**WHAT THE TASK ASKS:**
Which lines in the rows below contain the string "stubble"? Report every such line in full, matching case exactly.

**EXTRACTED INFORMATION:**
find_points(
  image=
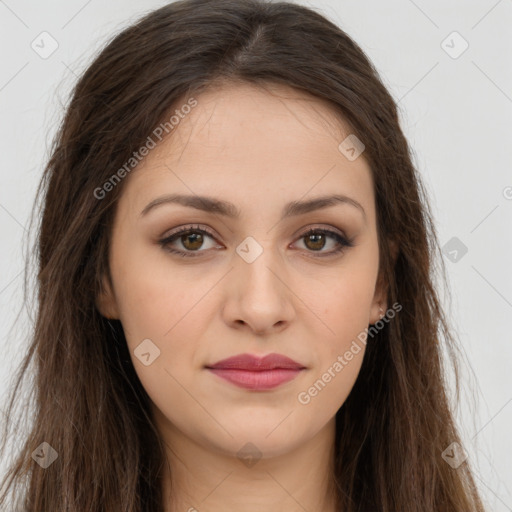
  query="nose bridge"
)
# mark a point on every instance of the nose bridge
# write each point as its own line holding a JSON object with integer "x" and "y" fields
{"x": 261, "y": 299}
{"x": 258, "y": 264}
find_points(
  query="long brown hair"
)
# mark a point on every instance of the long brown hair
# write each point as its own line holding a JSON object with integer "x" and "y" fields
{"x": 88, "y": 402}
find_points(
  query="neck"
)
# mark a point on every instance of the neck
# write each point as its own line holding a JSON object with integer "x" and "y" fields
{"x": 201, "y": 479}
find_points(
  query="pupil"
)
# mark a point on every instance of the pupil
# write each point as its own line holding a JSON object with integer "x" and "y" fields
{"x": 318, "y": 243}
{"x": 196, "y": 238}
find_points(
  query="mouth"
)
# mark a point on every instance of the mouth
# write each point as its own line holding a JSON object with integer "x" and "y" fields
{"x": 255, "y": 373}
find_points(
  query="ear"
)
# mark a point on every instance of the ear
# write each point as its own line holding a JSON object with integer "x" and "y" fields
{"x": 379, "y": 303}
{"x": 105, "y": 300}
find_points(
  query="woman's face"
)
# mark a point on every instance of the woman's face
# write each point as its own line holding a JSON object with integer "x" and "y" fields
{"x": 246, "y": 279}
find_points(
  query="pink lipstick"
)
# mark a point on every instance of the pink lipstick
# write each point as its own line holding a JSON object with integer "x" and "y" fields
{"x": 252, "y": 372}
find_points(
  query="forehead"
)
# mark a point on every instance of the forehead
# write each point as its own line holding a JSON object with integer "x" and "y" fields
{"x": 251, "y": 144}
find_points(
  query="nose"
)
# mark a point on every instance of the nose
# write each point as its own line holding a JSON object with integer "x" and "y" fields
{"x": 259, "y": 299}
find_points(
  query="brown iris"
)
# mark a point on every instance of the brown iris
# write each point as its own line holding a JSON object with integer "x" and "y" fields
{"x": 315, "y": 239}
{"x": 196, "y": 240}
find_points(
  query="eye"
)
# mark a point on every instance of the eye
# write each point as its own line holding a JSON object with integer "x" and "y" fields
{"x": 315, "y": 239}
{"x": 192, "y": 238}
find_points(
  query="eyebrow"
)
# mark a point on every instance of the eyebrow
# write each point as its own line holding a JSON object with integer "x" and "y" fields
{"x": 227, "y": 209}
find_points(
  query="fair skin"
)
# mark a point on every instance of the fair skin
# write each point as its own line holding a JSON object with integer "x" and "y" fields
{"x": 259, "y": 151}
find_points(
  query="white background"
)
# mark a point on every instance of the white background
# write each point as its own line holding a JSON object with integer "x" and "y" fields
{"x": 456, "y": 114}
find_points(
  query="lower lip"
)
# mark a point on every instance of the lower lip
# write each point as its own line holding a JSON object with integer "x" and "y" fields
{"x": 266, "y": 379}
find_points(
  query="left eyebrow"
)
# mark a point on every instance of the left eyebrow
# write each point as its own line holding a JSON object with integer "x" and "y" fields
{"x": 227, "y": 209}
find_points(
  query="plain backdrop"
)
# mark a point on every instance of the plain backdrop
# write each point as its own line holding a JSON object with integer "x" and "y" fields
{"x": 456, "y": 110}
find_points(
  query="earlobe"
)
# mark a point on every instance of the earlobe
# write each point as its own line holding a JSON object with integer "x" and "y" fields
{"x": 106, "y": 302}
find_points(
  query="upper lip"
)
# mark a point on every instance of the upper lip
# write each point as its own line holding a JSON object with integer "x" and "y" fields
{"x": 256, "y": 363}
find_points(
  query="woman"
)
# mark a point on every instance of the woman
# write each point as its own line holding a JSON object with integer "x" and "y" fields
{"x": 235, "y": 286}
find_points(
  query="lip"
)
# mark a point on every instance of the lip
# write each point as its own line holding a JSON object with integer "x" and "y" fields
{"x": 253, "y": 372}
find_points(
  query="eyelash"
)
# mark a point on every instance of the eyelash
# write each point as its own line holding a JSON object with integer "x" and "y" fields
{"x": 342, "y": 241}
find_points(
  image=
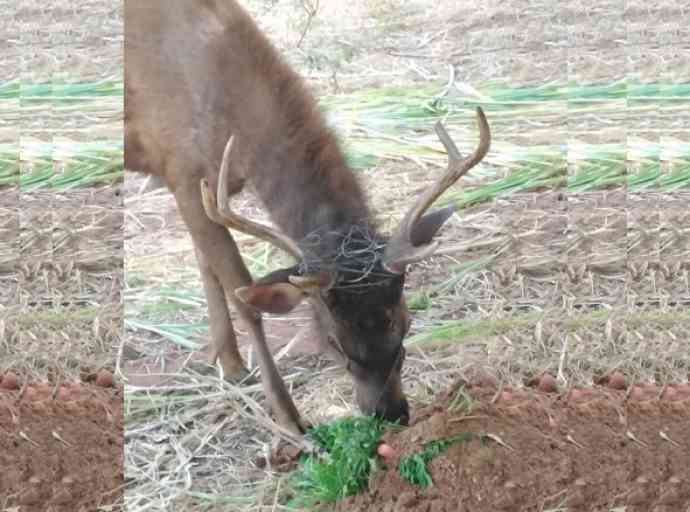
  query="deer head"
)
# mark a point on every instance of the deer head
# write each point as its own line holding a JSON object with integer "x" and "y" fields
{"x": 358, "y": 297}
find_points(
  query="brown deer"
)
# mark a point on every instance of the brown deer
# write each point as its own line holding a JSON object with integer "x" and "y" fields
{"x": 210, "y": 107}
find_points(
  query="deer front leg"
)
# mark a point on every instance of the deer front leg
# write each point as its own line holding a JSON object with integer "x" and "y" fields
{"x": 225, "y": 265}
{"x": 223, "y": 339}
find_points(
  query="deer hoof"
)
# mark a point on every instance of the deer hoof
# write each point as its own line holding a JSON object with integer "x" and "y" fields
{"x": 243, "y": 377}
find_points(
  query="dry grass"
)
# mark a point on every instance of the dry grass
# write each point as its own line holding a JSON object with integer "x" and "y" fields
{"x": 61, "y": 252}
{"x": 575, "y": 284}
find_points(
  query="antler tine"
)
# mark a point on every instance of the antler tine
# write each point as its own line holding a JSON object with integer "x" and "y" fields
{"x": 219, "y": 211}
{"x": 400, "y": 252}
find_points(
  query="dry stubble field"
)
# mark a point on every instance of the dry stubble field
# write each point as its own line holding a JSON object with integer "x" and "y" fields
{"x": 570, "y": 256}
{"x": 61, "y": 255}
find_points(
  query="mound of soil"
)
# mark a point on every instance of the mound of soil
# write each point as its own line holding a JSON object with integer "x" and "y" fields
{"x": 60, "y": 448}
{"x": 586, "y": 450}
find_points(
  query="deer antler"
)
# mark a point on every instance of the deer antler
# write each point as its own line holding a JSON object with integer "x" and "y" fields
{"x": 400, "y": 250}
{"x": 220, "y": 212}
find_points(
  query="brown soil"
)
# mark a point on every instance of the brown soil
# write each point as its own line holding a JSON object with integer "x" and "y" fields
{"x": 585, "y": 450}
{"x": 61, "y": 447}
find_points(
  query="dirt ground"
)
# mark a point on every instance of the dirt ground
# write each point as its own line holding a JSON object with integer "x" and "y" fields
{"x": 583, "y": 450}
{"x": 61, "y": 447}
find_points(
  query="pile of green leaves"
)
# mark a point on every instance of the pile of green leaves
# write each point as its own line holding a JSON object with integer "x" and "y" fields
{"x": 343, "y": 469}
{"x": 413, "y": 467}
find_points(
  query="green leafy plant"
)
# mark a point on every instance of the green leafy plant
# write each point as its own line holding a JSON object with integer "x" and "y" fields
{"x": 343, "y": 469}
{"x": 413, "y": 468}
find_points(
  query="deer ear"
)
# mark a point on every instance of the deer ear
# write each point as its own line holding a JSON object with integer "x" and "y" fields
{"x": 426, "y": 227}
{"x": 276, "y": 298}
{"x": 282, "y": 290}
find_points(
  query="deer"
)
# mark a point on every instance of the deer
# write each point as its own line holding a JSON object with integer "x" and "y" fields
{"x": 212, "y": 107}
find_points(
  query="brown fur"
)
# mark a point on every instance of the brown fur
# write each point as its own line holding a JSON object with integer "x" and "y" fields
{"x": 197, "y": 73}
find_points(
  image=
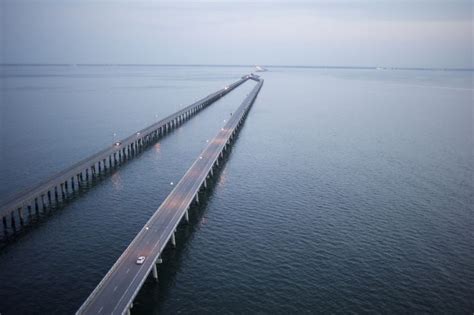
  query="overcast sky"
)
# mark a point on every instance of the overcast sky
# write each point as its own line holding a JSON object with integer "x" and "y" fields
{"x": 412, "y": 33}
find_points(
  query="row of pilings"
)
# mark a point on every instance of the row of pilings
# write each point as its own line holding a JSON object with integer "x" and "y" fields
{"x": 214, "y": 169}
{"x": 68, "y": 185}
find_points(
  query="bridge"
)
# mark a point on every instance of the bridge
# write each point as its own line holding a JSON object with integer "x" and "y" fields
{"x": 117, "y": 290}
{"x": 66, "y": 183}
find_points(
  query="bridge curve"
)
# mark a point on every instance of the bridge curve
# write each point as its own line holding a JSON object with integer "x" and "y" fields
{"x": 119, "y": 287}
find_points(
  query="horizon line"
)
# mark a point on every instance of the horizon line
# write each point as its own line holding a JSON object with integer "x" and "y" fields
{"x": 245, "y": 65}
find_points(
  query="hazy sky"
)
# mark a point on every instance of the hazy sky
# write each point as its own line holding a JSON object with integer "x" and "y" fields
{"x": 426, "y": 33}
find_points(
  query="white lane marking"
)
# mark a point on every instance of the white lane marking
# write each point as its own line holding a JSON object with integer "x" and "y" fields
{"x": 154, "y": 220}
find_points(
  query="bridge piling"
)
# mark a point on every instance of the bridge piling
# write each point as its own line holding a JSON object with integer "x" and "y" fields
{"x": 155, "y": 272}
{"x": 20, "y": 215}
{"x": 173, "y": 239}
{"x": 5, "y": 226}
{"x": 13, "y": 221}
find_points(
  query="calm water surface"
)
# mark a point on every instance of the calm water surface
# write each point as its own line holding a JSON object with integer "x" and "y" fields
{"x": 346, "y": 190}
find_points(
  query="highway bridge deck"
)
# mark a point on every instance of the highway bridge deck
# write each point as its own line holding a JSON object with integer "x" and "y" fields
{"x": 117, "y": 290}
{"x": 64, "y": 184}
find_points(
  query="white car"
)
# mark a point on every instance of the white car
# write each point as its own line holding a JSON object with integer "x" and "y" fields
{"x": 140, "y": 260}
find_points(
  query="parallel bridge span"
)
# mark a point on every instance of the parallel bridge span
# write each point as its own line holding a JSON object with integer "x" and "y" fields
{"x": 119, "y": 287}
{"x": 59, "y": 187}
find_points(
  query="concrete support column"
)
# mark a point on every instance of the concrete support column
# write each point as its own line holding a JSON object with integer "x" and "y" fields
{"x": 13, "y": 224}
{"x": 43, "y": 202}
{"x": 62, "y": 191}
{"x": 20, "y": 215}
{"x": 155, "y": 272}
{"x": 173, "y": 239}
{"x": 5, "y": 226}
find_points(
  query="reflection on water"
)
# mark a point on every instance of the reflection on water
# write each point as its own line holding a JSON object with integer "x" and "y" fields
{"x": 345, "y": 191}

**REPLY TO THE TASK:**
  query="dry stubble field"
# mark a point on every instance of the dry stubble field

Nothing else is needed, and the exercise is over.